I tried moderately hard to preserve YAML and XML comments and formatting. For JSON, I gave up trying to preserve formatting (let alone json-glib’s non-standard extensions); the output is at least deterministic, so once it’s reformatted the JSON, the diffs will be smaller in future.

At Endless, we run this for a short list of apps on Flathub (and a few on Endless’s Flatpak repo). If you want to get PRs for an app you maintain, add the necessary metadata to your Flathub application’s manifest, then send a pull request to update the list of repos we check. I hope that in the medium term we could move this over to Flathub’s build infrastructure and run it on every repo (with some way to opt out).

There are a fair few open issues – PRs, suggestions and bug reports all very welcome!

γυαδεκ? χκπτγεδ?

GUADEC in Thessaloniki was a great experience, as ever. Thank you once again to the GNOME Foundation for sponsoring my attendence!

Sponsored by GNOME Foundation

Some personal highlights, in no particular order:

  • A lot of useful and informative discussion at the GNOME Advisory Board meeting on Thursday – we ran out of time, which seems like a good sign.
  • After Benjamin Berg and Iain Lane’s great talk on Managing GNOME Sessions with Systemd, Benjamin and I discussed the special-case they had to make to run GNOME Initial Setup’s “copy worker” early in the user session, and whether we might be able to improve this and various other aspects by launching Initial Setup in a different way.
  • Via Matthias’ talk on Portals, I got thinking about the occasional requests for an “is this app installed?” portal, and I realised that you can actually fake it with existing machinery in some cases. If you care about a specific app, you probably want to be able to talk to it, so you specify --talk-name=org.example.Foo; at which point you can call org.freedesktop.DBus.ListActivatableNames() and check whether org.example.Foo is in the returned list.
  • The Intern Lightning Talks were inspiring: it’s great to see what has caught the interest of new contributors. This year, I was inspired by Srestha Srivastava’s work on Boxes to send a merge request to osinfo-db to generate the necessary XML for Endless OS. This in turn led to a great discussion with Fabiano and Felipe, and to some more issues and merge requests.
  • Alex Larsson was a tough act to follow at the lightning talks, but based on hallway discussion, my bit on Flatpak External Data Checker was of interest. (I taught it how to update appdata on the flight home. The person sitting next to me told me that writing code on flights is a young-person thing, which I took as a compliment.)
  • Not one, but two talks on user testing! One thing I took away is that while it’s possible to conduct remote usability testing, you’ll miss out on body language cues from the test subjects, and in the specific case of GNOME you’ll either bias the sample towards people who already use GNOME, or you’ll introduce the additional variable of whatever remote access tool the user uses. Not ideal!

On the Endless front, the launch of the Coding Education Challenge, and the various talks from my esteemed colleagues about varied activities, were all great to see.

*STORED ROWS*.
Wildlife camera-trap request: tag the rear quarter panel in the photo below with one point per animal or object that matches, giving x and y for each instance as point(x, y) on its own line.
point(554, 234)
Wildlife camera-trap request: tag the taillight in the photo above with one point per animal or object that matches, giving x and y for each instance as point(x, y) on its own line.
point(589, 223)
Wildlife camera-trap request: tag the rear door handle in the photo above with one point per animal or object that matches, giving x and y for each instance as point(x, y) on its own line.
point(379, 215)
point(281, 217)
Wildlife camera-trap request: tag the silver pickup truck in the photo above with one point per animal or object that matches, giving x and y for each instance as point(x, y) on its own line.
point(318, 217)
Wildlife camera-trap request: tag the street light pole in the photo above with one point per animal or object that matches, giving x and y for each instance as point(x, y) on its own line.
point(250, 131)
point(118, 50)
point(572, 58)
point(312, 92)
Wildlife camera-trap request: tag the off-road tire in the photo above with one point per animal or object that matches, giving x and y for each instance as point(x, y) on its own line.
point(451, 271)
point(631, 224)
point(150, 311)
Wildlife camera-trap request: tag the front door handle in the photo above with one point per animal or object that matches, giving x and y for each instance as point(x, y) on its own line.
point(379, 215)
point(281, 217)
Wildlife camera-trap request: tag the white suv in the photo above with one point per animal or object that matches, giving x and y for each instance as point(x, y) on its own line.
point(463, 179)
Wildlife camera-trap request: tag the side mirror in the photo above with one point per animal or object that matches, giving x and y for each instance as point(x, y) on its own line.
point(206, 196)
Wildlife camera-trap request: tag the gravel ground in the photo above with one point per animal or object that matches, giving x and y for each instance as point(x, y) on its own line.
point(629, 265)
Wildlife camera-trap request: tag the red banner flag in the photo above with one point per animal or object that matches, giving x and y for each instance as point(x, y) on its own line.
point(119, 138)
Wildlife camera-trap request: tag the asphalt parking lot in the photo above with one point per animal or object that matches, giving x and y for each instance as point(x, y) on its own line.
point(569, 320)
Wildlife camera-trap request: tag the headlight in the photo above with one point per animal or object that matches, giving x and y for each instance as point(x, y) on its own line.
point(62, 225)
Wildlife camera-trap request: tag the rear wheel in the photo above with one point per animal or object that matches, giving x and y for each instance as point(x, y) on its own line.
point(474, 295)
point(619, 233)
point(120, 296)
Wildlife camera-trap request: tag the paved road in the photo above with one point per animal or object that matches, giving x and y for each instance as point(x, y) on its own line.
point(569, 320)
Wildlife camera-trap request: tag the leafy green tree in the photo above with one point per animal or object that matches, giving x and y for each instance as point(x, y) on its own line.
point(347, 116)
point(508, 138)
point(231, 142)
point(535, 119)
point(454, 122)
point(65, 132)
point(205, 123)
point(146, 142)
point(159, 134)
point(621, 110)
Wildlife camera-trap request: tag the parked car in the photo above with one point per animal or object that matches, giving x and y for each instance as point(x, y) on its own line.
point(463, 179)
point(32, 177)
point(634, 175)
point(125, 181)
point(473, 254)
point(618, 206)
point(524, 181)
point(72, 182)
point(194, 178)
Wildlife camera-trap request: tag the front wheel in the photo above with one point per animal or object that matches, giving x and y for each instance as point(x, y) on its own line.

*REQUIRED TASKS*.
**1)** From the GUADEC blog post, extract everything from "There are a" down to "a good sign.".
**2)** Translate this sentence from the GUADEC blog post into Spanish: "GUADEC in Thessaloniki was a great experience, as ever."
**3)** Please write what would come next in the GUADEC blog post, picking up after its final sentence.

*IN RESPONSE*.
**1)**
There are a fair few open issues – PRs, suggestions and bug reports all very welcome!

γυαδεκ? χκπτγεδ?

GUADEC in Thessaloniki was a great experience, as ever. Thank you once again to the GNOME Foundation for sponsoring my attendence!

Sponsored by GNOME Foundation

Some personal highlights, in no particular order:

  • A lot of useful and informative discussion at the GNOME Advisory Board meeting on Thursday – we ran out of time, which seems like a good sign.

**2)** GUADEC en Tesalónica fue una gran experiencia, como siempre.

**3)**
There were lots of clashes for me, so I’m grateful to the AV team for their great work on recording all the talks. (Unfortunately, one of the talks I couldn’t make it to, on GDPR, was not recorded, to avoid distributing what could be construed as legal advice. Alas!) Many thanks to the local team and the GNOME Foundation staff and volunteers who made the event run so smoothly.

Age rating data for Flathub apps

OARS (Open Age Ratings Service) defines a scheme to include content rating information in apps’ AppData/AppStream file. GNOME Software and similar tools use this metadata to show age ratings for applications. In Endless OS, we also support restricting which applications a given user can install based on this data – see this page, and the reports it links to, for a bit more information about this feature and its future.

Screenshot: “Age Rating: 7. The application was rated this way because it features: Characters in aggressive conflict easily distinguishable from reality”

Every new app on Flathub should include OARS metadata, but there are many existing apps which don’t have this data, so it’s not (yet) enforced at build time. Edit: Bartłomiej tells me that it has been enforced at build time for a little over a month. (See App Requirements and AppData Guidelines on the Flathub wiki for some more information on what’s required and recommended; this branch of appstream-glib is modified to enforce Flathub’s policies.) My colleague Andre Magalhaes crunched the data and opened a tracker task for Flathub apps without OARS metadata.1 This information is much more useful if it can be relied upon to be present.

If you’re familiar with an app on this list, generating the OARS data is a simple process: open this generator in your browser, answer some questions about the app, and receive some XML. The next step is to put that OARS data into the AppData.2 Take a look at the app’s Flathub repo and check whether it has an .appdata.xml file.

If it doesn’t, then the app’s AppData must be maintained upstream. Great! Find the upstream repository for the project, and send a merge request there. (Here’s one I sent earlier, for D-Feet.) You can either add the same patch to the Flathub packaging (as I did for D-Feet) or wait for a new upstream release and then update the Flathub packaging to that version (as I also did for D-Feet, a couple of days later).

If the appdata is maintained in the Flathub repo, make the relevant changes there directly. (Here’s a PR I opened for Tux, of Math Command while writing this post.) Ideally, the appdata would make its way upstream, but there are a fair few apps on Flathub which do not have active upstreams.

You might well find that the appdata requirements have become more strict about things other than OARS since the app was last updated, and these will have to be fixed too. In both the example cases above, I had to add release information, which has become mandatory for Flathub apps since these were last updated.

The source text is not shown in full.